> [Problem requirements] Reproduce the lines of each item below, substituting "occurrence" for "instance" wherever it occurs and leaving everything else unchanged. Omit the pictures from your answer.

> [Items from a data source]
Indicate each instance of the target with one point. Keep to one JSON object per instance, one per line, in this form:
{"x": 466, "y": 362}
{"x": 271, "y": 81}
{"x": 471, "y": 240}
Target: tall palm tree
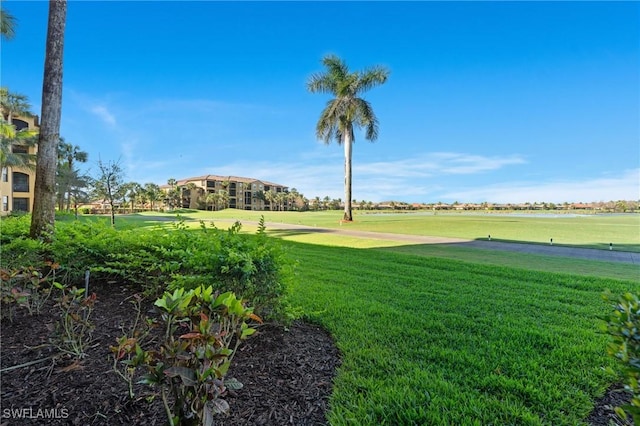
{"x": 346, "y": 111}
{"x": 68, "y": 154}
{"x": 44, "y": 199}
{"x": 13, "y": 104}
{"x": 9, "y": 137}
{"x": 7, "y": 24}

> [Exercise response]
Indicate each occurrence of the target with one point. Keep to one JSON object per occurrence, one per line, in this form:
{"x": 466, "y": 362}
{"x": 271, "y": 81}
{"x": 471, "y": 240}
Target: tall palm tree
{"x": 346, "y": 111}
{"x": 68, "y": 154}
{"x": 44, "y": 199}
{"x": 13, "y": 104}
{"x": 9, "y": 137}
{"x": 7, "y": 24}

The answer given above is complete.